• What this exercise asks
- a) Transcribe the part of the wealth tax article starting at "Under the scheme, even" and ending at "could be eligible.".
- b) Name every person mentioned by name in the wealth tax article.

• Supplied text
____
Six million would face annual £2,500 bills if Labour’s left-wing wins battle to introduce wealth tax

Six million would face annual bills of £2,500 if Labour’s left-wing wins an internal battle to introduce a wealth tax

  • Shadow Financial Secretary Dan Carden said Labour is considering a wealth tax
  • It would mean six million Britons being forced to pay an average levy of £2,500
  • In an internal battle, the Shadow Chancellor said Labour is calling for growth
  • Anneliese Dodds told the Commons that this is not the same as tax rises 

More than six million Britons could be forced to pay an average annual levy of £2,500 to the Treasury if Labour’s Left wing wins an internal battle to introduce a wealth tax, the Tories claimed last night.

The row was sparked after Sir Keir Starmer’s Shadow Financial Secretary Dan Carden wrote on Twitter: ‘We are following very closely the academic research… on how a UK wealth tax would work.’

He added that the party thought the cost of the Covid-19 crisis ‘should be borne by those with the broadest shoulders’ – and dismissed as ‘false’ reports that Labour was moving away from the idea.

Labour Shadow Financial Secretary Dan Carden (pictured right) revealed that Labour’s Left wing are planing an internal fight to introduce a wealth tax in Britain 

Mr Carden, a protégé of Len McCluskey, leader of the Unite trade union, is one of the last remaining close allies of Jeremy Corbyn on the party’s front bench.

It reflects a widening split in Labour over the issue, coming after Shadow Chancellor Anneliese Dodds told the Commons on Wednesday that ‘Labour is not calling for tax rises. We are calling for growth’.

Mr Carden’s remarks have been seized on by the Conservative Party, which claims that Labour is eyeing the system in operation in Norway – where everyone with savings and property worth more than £126,000 is hit with an annual charge of 0.85 per cent above that amount. 

Under the scheme, even the value of assets such as cars and furniture are taken into account when calculating the levy.

More than half a million Norwegians currently pay the tax, according to the latest official data. If the same type of system were applied in the UK, at least six million workers could be eligible.
____
• Entries supplied
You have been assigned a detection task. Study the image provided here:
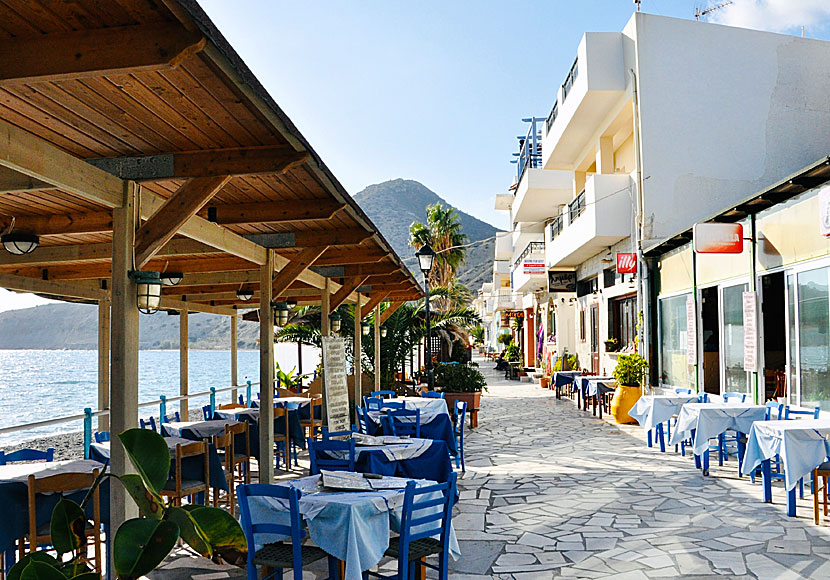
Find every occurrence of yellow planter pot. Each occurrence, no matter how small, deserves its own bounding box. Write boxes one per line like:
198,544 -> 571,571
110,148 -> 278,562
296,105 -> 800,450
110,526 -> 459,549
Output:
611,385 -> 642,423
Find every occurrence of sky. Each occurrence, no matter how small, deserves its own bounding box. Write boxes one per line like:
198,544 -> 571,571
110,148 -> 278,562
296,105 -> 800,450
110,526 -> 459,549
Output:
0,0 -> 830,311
____
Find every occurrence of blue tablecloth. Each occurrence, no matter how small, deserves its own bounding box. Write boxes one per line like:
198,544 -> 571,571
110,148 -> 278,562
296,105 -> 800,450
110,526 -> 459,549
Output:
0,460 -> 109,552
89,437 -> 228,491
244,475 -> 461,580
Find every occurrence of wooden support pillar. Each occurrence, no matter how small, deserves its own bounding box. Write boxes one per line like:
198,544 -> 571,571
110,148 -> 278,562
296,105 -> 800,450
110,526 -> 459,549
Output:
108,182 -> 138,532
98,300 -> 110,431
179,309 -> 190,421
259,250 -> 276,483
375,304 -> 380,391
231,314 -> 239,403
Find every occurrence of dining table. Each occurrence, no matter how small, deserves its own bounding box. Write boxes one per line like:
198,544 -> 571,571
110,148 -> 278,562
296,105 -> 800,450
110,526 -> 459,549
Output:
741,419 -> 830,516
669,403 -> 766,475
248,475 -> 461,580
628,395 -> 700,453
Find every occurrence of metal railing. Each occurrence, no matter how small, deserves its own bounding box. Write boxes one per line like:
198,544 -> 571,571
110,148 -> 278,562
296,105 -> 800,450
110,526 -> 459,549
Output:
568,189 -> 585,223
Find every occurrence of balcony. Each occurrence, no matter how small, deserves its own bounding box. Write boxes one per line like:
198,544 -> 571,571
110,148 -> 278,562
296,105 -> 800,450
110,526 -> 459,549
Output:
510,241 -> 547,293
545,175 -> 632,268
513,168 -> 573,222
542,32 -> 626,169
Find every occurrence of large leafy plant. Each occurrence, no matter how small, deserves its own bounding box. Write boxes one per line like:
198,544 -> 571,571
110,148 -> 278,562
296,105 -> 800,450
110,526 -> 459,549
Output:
____
• Answers provided
- a)
Under the scheme, even the value of assets such as cars and furniture are taken into account when calculating the levy.

More than half a million Norwegians currently pay the tax, according to the latest official data. If the same type of system were applied in the UK, at least six million workers could be eligible.

- b)
Dan Carden
Anneliese Dodds
Sir Keir Starmer
Len McCluskey
Jeremy Corbyn